Exercise requirements
Copy out word for word the lines from the one holding "the black plastic" through the last line of the rows, inclusive.
## BEGIN Extracted entries
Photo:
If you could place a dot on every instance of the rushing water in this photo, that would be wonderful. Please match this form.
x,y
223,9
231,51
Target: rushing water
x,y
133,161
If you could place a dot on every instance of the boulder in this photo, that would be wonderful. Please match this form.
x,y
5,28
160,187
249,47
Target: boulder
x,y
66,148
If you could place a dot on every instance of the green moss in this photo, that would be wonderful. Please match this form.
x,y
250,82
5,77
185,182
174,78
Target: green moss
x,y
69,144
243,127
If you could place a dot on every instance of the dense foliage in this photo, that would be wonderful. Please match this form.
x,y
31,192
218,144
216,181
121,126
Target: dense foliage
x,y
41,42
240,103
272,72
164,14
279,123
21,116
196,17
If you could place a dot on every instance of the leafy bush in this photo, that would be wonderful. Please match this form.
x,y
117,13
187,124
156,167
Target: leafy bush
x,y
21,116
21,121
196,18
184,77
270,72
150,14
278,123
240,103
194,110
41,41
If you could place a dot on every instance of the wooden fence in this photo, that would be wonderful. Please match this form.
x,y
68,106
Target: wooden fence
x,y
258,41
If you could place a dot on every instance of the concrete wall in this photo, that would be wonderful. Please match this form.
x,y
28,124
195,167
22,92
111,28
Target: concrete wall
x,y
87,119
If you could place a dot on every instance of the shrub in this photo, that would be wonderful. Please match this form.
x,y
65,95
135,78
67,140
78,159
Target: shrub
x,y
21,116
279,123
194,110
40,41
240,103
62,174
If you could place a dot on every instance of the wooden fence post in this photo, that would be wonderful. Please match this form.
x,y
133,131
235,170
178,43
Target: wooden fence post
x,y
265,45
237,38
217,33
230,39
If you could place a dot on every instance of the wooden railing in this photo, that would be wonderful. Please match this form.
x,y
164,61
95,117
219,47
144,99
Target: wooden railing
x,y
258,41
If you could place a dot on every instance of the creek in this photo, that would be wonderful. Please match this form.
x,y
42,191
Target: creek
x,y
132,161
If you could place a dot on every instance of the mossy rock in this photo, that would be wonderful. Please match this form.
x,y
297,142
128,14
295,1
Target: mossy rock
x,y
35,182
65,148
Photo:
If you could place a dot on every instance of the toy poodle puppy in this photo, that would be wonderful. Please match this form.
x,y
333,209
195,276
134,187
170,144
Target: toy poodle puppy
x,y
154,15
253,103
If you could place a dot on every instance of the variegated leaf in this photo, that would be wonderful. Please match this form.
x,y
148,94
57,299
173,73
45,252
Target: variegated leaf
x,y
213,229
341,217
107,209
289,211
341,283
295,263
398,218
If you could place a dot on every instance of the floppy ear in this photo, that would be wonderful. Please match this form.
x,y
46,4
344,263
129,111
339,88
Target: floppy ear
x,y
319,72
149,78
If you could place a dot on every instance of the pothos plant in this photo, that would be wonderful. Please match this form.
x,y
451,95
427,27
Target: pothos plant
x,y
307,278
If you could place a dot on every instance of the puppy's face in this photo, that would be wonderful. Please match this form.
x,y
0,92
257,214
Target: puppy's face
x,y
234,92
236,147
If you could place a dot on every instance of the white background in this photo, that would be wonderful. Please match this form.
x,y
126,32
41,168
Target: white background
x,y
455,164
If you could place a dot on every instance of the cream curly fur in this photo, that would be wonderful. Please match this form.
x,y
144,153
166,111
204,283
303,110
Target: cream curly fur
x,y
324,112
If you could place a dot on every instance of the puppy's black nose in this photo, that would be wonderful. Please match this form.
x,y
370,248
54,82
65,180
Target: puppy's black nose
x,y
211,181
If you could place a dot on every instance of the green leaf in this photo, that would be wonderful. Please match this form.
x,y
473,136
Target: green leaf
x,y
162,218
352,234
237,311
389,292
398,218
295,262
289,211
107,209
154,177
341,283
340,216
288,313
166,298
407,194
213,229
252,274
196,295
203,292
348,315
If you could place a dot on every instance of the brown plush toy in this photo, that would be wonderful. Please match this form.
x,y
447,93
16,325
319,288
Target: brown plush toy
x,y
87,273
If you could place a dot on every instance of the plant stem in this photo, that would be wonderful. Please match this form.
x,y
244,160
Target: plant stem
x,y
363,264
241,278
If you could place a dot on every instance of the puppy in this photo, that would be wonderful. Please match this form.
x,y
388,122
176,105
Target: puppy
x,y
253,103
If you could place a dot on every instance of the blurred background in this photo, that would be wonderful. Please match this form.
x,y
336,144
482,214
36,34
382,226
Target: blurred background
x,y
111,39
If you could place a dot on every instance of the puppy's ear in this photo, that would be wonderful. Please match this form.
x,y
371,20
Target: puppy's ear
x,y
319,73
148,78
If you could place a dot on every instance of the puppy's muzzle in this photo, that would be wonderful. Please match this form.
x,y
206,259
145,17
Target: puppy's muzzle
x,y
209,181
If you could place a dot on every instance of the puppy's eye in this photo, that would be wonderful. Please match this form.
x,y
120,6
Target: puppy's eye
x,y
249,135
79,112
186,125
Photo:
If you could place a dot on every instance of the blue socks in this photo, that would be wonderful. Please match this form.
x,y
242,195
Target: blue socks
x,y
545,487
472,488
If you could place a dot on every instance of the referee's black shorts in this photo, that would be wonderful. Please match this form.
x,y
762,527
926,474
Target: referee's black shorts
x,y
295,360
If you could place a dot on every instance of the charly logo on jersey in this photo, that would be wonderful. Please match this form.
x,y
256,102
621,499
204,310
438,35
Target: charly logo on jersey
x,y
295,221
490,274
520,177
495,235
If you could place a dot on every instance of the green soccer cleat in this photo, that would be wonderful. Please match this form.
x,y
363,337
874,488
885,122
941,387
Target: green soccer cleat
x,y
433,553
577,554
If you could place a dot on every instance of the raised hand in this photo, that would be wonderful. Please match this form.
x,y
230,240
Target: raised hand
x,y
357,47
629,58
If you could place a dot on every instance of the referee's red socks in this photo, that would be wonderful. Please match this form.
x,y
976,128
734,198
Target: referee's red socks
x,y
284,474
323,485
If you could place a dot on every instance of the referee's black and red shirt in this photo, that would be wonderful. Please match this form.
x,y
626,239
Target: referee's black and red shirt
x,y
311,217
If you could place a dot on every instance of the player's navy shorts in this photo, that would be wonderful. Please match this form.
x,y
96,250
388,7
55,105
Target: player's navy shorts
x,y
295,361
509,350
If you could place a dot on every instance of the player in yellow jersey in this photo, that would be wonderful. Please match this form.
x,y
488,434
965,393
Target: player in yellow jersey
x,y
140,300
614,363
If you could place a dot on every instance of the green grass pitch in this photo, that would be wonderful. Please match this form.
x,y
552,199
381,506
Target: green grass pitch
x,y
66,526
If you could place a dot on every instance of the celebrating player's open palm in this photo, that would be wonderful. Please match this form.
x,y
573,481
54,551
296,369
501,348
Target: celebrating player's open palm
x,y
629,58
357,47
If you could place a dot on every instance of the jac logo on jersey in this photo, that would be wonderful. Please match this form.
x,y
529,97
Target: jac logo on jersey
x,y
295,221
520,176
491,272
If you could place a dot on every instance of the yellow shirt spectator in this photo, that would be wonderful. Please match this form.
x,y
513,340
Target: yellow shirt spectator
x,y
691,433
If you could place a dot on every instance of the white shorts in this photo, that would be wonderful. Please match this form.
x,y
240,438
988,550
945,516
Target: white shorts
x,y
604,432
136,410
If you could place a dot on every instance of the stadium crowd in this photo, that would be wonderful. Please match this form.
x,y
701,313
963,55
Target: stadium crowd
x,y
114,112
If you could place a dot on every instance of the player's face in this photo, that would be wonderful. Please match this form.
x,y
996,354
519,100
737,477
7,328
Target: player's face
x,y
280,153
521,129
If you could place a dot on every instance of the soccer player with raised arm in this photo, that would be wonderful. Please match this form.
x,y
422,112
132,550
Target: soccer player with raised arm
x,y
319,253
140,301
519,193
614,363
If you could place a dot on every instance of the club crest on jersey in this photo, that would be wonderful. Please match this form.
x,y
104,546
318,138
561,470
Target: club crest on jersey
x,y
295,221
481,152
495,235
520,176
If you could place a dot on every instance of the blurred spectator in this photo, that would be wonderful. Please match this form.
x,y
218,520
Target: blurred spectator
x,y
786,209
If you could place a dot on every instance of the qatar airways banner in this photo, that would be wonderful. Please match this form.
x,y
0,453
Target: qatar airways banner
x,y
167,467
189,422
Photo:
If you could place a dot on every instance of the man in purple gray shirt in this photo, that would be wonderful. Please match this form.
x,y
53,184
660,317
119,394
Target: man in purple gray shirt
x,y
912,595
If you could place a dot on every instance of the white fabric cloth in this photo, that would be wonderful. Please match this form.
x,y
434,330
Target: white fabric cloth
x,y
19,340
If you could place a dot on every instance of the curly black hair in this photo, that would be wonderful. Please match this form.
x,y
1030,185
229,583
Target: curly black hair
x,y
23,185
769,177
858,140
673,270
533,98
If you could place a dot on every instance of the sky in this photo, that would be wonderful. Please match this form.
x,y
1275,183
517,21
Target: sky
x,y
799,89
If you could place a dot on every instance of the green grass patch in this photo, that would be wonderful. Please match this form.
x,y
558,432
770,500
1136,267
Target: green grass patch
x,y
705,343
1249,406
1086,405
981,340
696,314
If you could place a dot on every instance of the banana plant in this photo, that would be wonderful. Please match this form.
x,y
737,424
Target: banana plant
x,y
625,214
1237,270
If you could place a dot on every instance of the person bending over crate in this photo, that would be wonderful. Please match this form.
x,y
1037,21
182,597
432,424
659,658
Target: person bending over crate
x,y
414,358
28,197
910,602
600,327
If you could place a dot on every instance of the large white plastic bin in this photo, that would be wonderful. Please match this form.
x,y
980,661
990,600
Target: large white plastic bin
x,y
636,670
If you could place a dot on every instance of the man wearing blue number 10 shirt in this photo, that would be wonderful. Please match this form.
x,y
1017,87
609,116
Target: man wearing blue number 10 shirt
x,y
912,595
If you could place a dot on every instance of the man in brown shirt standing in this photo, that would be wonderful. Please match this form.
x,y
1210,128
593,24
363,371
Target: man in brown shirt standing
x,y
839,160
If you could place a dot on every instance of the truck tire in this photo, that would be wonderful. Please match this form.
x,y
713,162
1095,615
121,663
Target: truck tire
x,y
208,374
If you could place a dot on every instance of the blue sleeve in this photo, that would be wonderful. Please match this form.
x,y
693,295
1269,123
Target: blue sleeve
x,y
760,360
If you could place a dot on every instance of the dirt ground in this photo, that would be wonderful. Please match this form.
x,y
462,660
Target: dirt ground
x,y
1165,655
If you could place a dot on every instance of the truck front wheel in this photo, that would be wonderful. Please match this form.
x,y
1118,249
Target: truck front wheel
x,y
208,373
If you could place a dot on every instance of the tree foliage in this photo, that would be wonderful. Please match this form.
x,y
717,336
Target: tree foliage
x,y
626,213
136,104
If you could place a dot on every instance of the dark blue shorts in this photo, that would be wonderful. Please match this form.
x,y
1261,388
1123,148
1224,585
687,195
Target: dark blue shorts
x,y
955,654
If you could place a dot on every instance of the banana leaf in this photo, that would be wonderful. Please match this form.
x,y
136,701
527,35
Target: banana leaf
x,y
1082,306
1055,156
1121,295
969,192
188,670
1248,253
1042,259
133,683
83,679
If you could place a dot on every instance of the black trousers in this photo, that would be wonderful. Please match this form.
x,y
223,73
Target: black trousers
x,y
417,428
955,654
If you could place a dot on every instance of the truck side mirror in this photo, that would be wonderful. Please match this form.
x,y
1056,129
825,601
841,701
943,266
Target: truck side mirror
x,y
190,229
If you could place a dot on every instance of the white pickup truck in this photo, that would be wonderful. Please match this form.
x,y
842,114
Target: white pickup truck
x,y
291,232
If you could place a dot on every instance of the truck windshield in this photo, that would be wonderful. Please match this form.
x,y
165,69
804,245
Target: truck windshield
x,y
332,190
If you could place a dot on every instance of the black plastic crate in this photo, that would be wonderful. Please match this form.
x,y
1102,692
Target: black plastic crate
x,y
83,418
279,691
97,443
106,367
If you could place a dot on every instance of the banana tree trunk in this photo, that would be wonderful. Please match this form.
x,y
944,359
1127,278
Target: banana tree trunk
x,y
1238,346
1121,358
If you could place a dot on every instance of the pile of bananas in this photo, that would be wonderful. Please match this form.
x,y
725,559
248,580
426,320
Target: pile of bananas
## END Extracted entries
Final answer
If you could place a dot on every instance of the black plastic crate in this photo, that would be wonderful. Please match this form.
x,y
1102,692
Target: black plastic crate
x,y
83,418
279,691
97,443
106,367
If you could place a dot on every instance of the banana tree trunk in this photo, that would be wonderful. Please match this form.
x,y
944,359
1127,278
Target: banana tree trunk
x,y
1238,346
1121,358
If you could place a dot on every instance of the pile of bananas in this photo, that would be wonderful. Please match this form.
x,y
725,559
248,580
426,320
Target: pile of bananas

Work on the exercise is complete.